Start of READING PASSAGE
Two recent legal developments have provided some positive news for the US shale gas industry, which, despite a boom in natural gas production due to technological advances, is facing heightened scrutiny from regulators and legislators.
EPA cuts its estimates of greenhouse gas emissions from natural gas production
The United States Environmental Protection Agency in April 2013 revised its estimates of US greenhouse gas emissions during the period 1990–2010 and released its estimates for 2011. The EPA’s revisions changed the estimate for methane released in natural gas systems (including production, processing, transmission and storage, and distribution) from an increase of approximately 14 percent between 1990 and 2010 to a decrease of approximately 11 percent. As a result, the EPA’s new estimate of methane emissions from natural gas systems in 2010 is 33 percent lower than its original estimate.
This significant estimated decrease in emissions occurred despite an increase in US natural gas production of over 32 percent over the same time period, according to US Energy Information Administration statistics. Such decreased emissions could indicate recognition of greater efficiencies in the production process as well as more widespread use of leakage monitoring and control technologies than was previously assumed to occur in the industry.
The decrease in estimated methane emissions shown by the revised EPA report indicates that concerns over excessive methane leakage from natural gas production, including hydraulic fracturing or fracking, may have been exaggerated. Such concerns about the “lifecycle emissions” of natural gas have caused some environmentalists, politicians and regulators to question whether natural gas could be considered a cleaner alternative to coal and a potential bridge fuel on the path to renewable energy generation.
End of READING PASSAGE
Start of ENTRIES PROVIDED
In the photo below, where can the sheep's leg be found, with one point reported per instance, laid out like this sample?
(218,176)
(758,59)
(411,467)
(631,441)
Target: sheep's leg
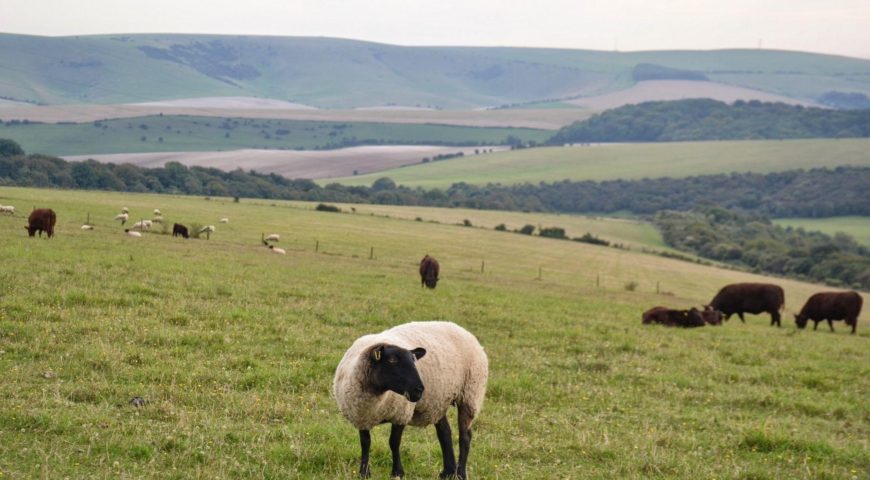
(395,442)
(365,443)
(465,418)
(442,428)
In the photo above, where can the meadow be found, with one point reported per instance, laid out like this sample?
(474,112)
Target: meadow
(233,349)
(628,161)
(164,133)
(857,227)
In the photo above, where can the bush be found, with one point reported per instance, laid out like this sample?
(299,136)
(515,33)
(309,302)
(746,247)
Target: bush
(322,207)
(553,232)
(527,229)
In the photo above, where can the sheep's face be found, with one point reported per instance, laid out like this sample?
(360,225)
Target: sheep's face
(394,369)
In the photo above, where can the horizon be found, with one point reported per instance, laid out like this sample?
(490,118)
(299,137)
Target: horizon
(837,28)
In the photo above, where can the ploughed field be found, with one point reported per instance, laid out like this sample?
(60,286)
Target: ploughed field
(232,349)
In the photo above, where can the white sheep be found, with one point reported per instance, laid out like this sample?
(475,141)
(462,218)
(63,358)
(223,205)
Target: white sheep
(410,375)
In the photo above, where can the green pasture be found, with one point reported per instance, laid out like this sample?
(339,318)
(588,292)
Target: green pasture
(233,349)
(857,227)
(628,161)
(167,133)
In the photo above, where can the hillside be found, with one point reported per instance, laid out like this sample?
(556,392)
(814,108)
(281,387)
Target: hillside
(335,73)
(705,119)
(232,350)
(627,161)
End of ENTRIES PROVIDED
• [WORK TO BE COMPLETED]: Return the full passage above about the EPA's revised methane emission estimates, word for word.

• [FULL OUTPUT]:
Two recent legal developments have provided some positive news for the US shale gas industry, which, despite a boom in natural gas production due to technological advances, is facing heightened scrutiny from regulators and legislators.
EPA cuts its estimates of greenhouse gas emissions from natural gas production
The United States Environmental Protection Agency in April 2013 revised its estimates of US greenhouse gas emissions during the period 1990–2010 and released its estimates for 2011. The EPA’s revisions changed the estimate for methane released in natural gas systems (including production, processing, transmission and storage, and distribution) from an increase of approximately 14 percent between 1990 and 2010 to a decrease of approximately 11 percent. As a result, the EPA’s new estimate of methane emissions from natural gas systems in 2010 is 33 percent lower than its original estimate.
This significant estimated decrease in emissions occurred despite an increase in US natural gas production of over 32 percent over the same time period, according to US Energy Information Administration statistics. Such decreased emissions could indicate recognition of greater efficiencies in the production process as well as more widespread use of leakage monitoring and control technologies than was previously assumed to occur in the industry.
The decrease in estimated methane emissions shown by the revised EPA report indicates that concerns over excessive methane leakage from natural gas production, including hydraulic fracturing or fracking, may have been exaggerated. Such concerns about the “lifecycle emissions” of natural gas have caused some environmentalists, politicians and regulators to question whether natural gas could be considered a cleaner alternative to coal and a potential bridge fuel on the path to renewable energy generation.